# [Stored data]
▬▬▬▬▬▬

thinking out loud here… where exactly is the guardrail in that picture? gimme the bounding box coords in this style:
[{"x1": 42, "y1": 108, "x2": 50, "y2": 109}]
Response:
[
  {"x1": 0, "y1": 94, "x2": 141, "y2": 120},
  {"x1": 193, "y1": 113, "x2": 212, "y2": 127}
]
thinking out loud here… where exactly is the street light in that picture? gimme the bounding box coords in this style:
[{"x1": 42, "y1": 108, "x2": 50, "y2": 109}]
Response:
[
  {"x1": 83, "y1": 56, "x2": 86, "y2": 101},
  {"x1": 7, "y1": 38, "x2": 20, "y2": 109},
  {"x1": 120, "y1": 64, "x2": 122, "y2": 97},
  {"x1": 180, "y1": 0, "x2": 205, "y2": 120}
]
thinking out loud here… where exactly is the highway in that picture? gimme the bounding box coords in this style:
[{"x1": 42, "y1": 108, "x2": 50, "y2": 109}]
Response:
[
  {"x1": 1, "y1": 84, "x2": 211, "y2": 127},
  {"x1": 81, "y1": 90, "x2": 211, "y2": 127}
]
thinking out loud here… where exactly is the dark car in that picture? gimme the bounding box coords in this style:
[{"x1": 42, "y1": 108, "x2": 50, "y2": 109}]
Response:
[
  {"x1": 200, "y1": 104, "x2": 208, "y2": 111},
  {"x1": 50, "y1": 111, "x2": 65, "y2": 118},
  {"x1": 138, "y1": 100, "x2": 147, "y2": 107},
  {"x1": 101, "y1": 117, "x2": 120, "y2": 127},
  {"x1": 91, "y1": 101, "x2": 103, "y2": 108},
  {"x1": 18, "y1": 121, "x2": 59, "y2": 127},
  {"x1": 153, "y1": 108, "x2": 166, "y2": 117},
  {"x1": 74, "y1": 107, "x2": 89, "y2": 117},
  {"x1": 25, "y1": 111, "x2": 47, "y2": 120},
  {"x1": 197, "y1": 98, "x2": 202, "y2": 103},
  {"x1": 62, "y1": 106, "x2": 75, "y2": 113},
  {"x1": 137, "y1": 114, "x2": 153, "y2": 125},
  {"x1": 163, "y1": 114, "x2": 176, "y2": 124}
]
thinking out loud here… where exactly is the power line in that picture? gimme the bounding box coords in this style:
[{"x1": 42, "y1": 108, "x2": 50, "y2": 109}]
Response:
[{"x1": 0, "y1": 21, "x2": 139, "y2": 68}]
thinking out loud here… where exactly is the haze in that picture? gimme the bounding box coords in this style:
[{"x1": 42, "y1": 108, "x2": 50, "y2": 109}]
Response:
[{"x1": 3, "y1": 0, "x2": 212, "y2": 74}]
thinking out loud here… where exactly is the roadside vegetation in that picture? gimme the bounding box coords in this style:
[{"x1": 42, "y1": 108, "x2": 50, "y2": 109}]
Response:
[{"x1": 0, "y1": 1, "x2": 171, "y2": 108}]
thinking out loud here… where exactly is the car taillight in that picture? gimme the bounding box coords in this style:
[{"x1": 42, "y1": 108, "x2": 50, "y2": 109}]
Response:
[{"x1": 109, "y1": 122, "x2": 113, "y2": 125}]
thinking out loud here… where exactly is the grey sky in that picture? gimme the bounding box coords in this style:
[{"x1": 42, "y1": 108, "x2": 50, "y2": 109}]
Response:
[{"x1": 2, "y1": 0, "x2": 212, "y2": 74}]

▬▬▬▬▬▬

# [What needs to be done]
Return the full data above, line for line.

# [Task solution]
thinking out loud here… where exactly is the guardrail in that picture? gimme the bounding box coords in this style:
[{"x1": 42, "y1": 108, "x2": 50, "y2": 109}]
Response:
[
  {"x1": 0, "y1": 94, "x2": 141, "y2": 120},
  {"x1": 193, "y1": 113, "x2": 212, "y2": 127}
]
thinking out loud here… where exactly is the street light in that picture? gimme the bounding box coords in this style:
[{"x1": 42, "y1": 108, "x2": 50, "y2": 109}]
Response:
[
  {"x1": 83, "y1": 56, "x2": 86, "y2": 101},
  {"x1": 7, "y1": 38, "x2": 20, "y2": 109},
  {"x1": 120, "y1": 64, "x2": 122, "y2": 97},
  {"x1": 180, "y1": 0, "x2": 205, "y2": 120}
]
thinking out loud here… where exactly is the highway in that picture? gimme the bounding box coords in this style:
[{"x1": 42, "y1": 108, "x2": 50, "y2": 109}]
Response:
[
  {"x1": 1, "y1": 84, "x2": 211, "y2": 127},
  {"x1": 81, "y1": 90, "x2": 211, "y2": 127}
]
thinking out loud here… where exactly is the dark car in that picture? gimme the bounding box coords in this style:
[{"x1": 42, "y1": 108, "x2": 50, "y2": 109}]
Response:
[
  {"x1": 200, "y1": 104, "x2": 208, "y2": 111},
  {"x1": 50, "y1": 111, "x2": 65, "y2": 118},
  {"x1": 138, "y1": 100, "x2": 147, "y2": 107},
  {"x1": 101, "y1": 117, "x2": 120, "y2": 127},
  {"x1": 91, "y1": 101, "x2": 103, "y2": 108},
  {"x1": 18, "y1": 121, "x2": 59, "y2": 127},
  {"x1": 153, "y1": 108, "x2": 166, "y2": 117},
  {"x1": 74, "y1": 107, "x2": 89, "y2": 117},
  {"x1": 25, "y1": 111, "x2": 47, "y2": 120},
  {"x1": 197, "y1": 98, "x2": 202, "y2": 103},
  {"x1": 62, "y1": 106, "x2": 75, "y2": 113},
  {"x1": 137, "y1": 114, "x2": 153, "y2": 125},
  {"x1": 163, "y1": 114, "x2": 176, "y2": 124}
]
thinking out loud here… where exactly is the power line in that picture? gimme the bounding box coords in this style:
[{"x1": 42, "y1": 108, "x2": 50, "y2": 109}]
Response:
[{"x1": 0, "y1": 21, "x2": 139, "y2": 68}]
thinking out loud here… where exactly is the haze in that picture? gimme the bounding box coords in this style:
[{"x1": 42, "y1": 108, "x2": 50, "y2": 109}]
Response:
[{"x1": 3, "y1": 0, "x2": 212, "y2": 74}]
thinking out loud here… where exactly is the roadside vegetation in that picture? gimme the bounding box coords in this style:
[{"x1": 42, "y1": 108, "x2": 50, "y2": 109}]
Response:
[{"x1": 0, "y1": 1, "x2": 171, "y2": 108}]
thinking out loud here… where exactly is the car taillight in that picture? gimme the bounding box coords in this style:
[{"x1": 42, "y1": 108, "x2": 50, "y2": 109}]
Response:
[{"x1": 109, "y1": 122, "x2": 113, "y2": 125}]
thinking out loud here… where exactly is the grey sky in that picture? gimme the bounding box coords in this style:
[{"x1": 42, "y1": 108, "x2": 50, "y2": 109}]
Response:
[{"x1": 2, "y1": 0, "x2": 212, "y2": 74}]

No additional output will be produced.